**Brano**
---*---

Livorno, migranti morti in porto: si spera nell'esito del test del Dna
Un uomo di nazionalità tunisina, che potrebbe essere lo zio di uno due profughi ritrovati cadaveri, è in città per l’esame
LIVORNO. I loro corpi sono irriconoscibili. E colui che crede di essere lo zio di uno di loro, arrivato dal Belgio proprio per sapere se la vittima sia suo nipote, spera nell’esito di un test del Dna. È un dramma quello che si sta consumando in queste ore in città, con il familiare di uno dei ragazzi tunisini morti dopo essersi tuffati dalla “Stena Shipper” per evitare il rimpatrio in attesa di sapere se sia veramente suo nipote uno dei due profughi deceduti.
È arrivato da qualche giorno in Toscana, dopo aver contattato l’avvocata Erika Vivaldi, che si occupa molto spesso di rifugiati. Non parla italiano, comunicare per lui è difficile. È purtroppo convinto che la vittima sia suo nipote da svariati elementi: sa che il ragazzo è partito con un amico, mercoledì 29 ottobre, dal porto tunisino di Radès su un mercantile alla volta di Livorno e dal giorno successivo, quello del tragico tuffo in mare, non ha più sue notizie.
Ha contattato anche il consolato tunisino, ma poiché ogni riconoscimento è impossibile per dare un’identità al giovane, all’incirca 20 anni, si potrà procedere solamente con il test Dna. L’obiettivo: dare una degna sepoltura al giovane. E la speranza che anche l’amico venga identificato e la salma rimpatriata. Lo zio è rimasto a Livorno in attesa di avere ulteriori notizie. E, nel caso si appurasse le reale identità del nipote, sarà pronto ad avviare le pratiche per il rimpatrio della salma.

---*---

**Estratto del dataset**
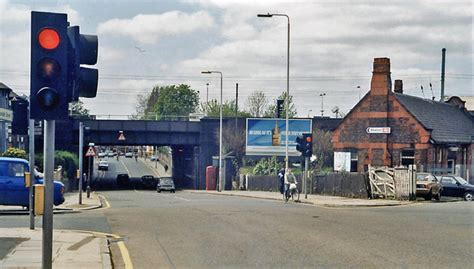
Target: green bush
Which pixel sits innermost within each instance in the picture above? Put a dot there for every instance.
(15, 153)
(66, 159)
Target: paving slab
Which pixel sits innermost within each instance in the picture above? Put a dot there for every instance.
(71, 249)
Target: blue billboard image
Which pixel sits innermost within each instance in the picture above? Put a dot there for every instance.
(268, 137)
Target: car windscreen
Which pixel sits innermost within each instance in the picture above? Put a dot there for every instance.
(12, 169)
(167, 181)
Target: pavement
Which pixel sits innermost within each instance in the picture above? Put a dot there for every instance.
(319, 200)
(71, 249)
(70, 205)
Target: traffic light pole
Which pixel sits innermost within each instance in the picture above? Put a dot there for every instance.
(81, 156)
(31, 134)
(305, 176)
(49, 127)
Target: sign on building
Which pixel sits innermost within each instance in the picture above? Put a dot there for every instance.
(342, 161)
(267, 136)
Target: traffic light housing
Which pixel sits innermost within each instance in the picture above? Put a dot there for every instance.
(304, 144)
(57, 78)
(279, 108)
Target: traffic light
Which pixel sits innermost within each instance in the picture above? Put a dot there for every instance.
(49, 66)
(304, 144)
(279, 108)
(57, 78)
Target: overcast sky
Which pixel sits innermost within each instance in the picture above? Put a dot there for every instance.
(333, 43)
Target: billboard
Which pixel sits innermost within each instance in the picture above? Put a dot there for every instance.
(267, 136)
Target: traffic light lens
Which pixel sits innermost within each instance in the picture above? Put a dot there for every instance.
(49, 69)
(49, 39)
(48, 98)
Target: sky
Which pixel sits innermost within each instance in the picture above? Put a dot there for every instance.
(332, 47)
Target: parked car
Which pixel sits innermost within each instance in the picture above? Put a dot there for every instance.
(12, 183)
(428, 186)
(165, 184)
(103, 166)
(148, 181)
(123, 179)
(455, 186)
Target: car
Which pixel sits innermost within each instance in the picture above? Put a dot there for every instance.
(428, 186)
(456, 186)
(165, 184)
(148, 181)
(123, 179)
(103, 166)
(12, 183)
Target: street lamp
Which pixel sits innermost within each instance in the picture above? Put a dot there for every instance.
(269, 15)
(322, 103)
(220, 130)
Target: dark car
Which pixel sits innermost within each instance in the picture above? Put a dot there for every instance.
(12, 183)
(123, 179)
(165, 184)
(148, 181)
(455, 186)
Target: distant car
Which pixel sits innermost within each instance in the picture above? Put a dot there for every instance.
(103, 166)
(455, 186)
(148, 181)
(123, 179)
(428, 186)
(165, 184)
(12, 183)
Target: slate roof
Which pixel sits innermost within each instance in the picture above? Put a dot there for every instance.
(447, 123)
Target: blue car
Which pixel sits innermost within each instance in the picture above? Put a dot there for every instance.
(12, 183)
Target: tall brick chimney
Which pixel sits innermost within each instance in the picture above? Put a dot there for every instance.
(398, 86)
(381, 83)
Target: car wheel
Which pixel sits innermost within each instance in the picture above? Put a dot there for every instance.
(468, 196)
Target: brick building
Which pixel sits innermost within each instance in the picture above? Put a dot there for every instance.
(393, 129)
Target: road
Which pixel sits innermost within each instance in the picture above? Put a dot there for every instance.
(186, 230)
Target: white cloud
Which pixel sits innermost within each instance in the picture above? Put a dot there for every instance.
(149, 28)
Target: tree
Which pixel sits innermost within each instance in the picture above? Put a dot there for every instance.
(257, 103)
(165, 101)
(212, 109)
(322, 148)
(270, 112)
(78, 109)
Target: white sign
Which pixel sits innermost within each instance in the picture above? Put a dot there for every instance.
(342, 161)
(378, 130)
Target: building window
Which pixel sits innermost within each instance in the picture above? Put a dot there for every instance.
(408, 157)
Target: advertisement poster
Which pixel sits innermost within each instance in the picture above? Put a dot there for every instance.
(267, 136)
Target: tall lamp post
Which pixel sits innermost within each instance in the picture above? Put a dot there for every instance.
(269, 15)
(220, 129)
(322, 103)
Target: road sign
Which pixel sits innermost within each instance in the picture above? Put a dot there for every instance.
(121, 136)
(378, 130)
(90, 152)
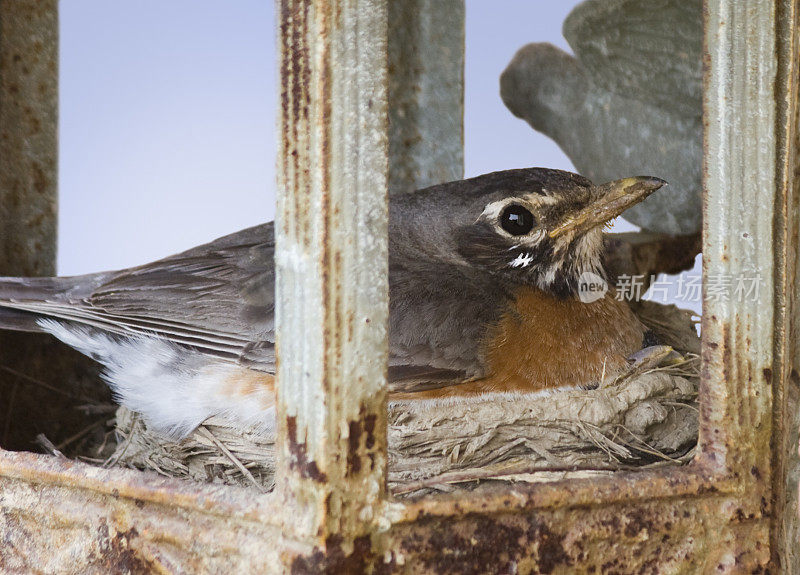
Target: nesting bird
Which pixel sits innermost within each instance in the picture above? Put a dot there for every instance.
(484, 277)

---*---

**Consegna**
Traduci in inglese la seguente frase del brano sui migranti morti nel porto di Livorno: «Lo zio è rimasto a Livorno in attesa di avere ulteriori notizie.»

**Risposta**
The uncle has stayed in Livorno, waiting for further news.